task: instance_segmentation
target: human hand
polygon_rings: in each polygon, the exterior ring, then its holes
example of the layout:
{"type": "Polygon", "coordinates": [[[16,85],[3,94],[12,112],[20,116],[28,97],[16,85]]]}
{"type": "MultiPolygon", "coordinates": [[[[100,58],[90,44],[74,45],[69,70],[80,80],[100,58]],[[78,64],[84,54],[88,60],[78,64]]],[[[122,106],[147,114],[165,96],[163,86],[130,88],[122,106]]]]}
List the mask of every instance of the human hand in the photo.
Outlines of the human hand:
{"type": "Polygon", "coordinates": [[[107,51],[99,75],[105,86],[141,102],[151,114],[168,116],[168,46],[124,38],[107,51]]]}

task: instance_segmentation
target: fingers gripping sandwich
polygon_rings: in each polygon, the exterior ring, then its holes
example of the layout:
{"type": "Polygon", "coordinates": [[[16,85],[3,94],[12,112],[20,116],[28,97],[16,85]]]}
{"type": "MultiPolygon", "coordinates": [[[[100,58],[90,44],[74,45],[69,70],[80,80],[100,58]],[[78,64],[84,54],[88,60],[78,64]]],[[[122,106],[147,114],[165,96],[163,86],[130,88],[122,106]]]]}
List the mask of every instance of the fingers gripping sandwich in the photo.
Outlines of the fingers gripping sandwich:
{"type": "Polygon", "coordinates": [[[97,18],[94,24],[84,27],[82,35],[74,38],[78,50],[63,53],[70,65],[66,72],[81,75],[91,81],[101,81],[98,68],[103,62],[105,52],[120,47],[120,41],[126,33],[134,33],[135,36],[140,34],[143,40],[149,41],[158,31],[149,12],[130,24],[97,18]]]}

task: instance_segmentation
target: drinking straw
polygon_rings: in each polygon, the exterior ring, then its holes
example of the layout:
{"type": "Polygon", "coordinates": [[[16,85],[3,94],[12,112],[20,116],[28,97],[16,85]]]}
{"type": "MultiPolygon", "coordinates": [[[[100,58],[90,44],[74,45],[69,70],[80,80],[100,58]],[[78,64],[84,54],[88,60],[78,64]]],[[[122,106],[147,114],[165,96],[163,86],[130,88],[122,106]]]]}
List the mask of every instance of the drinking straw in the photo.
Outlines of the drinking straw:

=-=-=-=-=

INSTRUCTIONS FOR THE TASK: Rewrite all of the entries above, substituting "outer ring" for every occurrence of "exterior ring" and leaving everything else unchanged.

FINISHED TASK:
task: instance_segmentation
target: human hand
polygon_rings: in each polygon, the outer ring, then its holes
example of the layout:
{"type": "Polygon", "coordinates": [[[16,85],[3,94],[12,112],[20,116],[28,97],[16,85]]]}
{"type": "MultiPolygon", "coordinates": [[[[100,58],[90,44],[74,45],[69,70],[80,80],[100,58]],[[78,64],[84,54],[88,60],[78,64]]],[[[122,106],[147,114],[165,96],[163,86],[130,88],[122,106]]]]}
List the mask of every instance of the human hand in the photo.
Outlines of the human hand:
{"type": "Polygon", "coordinates": [[[107,51],[99,75],[105,86],[141,102],[151,114],[168,116],[168,46],[124,38],[107,51]]]}

task: instance_segmentation
target: fingers gripping sandwich
polygon_rings: in each polygon, the outer ring, then its holes
example of the layout:
{"type": "Polygon", "coordinates": [[[16,85],[3,94],[12,112],[20,116],[28,97],[16,85]]]}
{"type": "MultiPolygon", "coordinates": [[[[100,58],[90,44],[74,45],[69,70],[80,80],[100,58]],[[78,64],[84,54],[88,60],[78,64]]],[[[122,106],[147,114],[165,96],[163,86],[130,88],[122,106]]]]}
List the mask of every instance of the fingers gripping sandwich in the photo.
Outlines of the fingers gripping sandwich:
{"type": "Polygon", "coordinates": [[[97,18],[94,24],[84,27],[82,35],[74,38],[78,50],[63,53],[70,65],[66,72],[81,75],[91,81],[101,81],[98,68],[103,62],[105,52],[120,47],[120,41],[126,33],[134,33],[135,36],[140,34],[143,40],[149,41],[158,31],[149,12],[130,24],[97,18]]]}

task: instance_segmentation
target: drinking straw
polygon_rings: in each polygon, the outer ring, then its holes
example of the layout:
{"type": "Polygon", "coordinates": [[[16,85],[3,94],[12,112],[20,116],[28,97],[16,85]]]}
{"type": "MultiPolygon", "coordinates": [[[[100,58],[90,44],[74,45],[69,70],[80,80],[100,58]],[[78,64],[84,54],[88,60],[78,64]]],[[[122,106],[147,114],[165,96],[163,86],[130,88],[122,106]]]]}
List the mask of every instance of the drinking straw in the photo.
Outlines of the drinking straw:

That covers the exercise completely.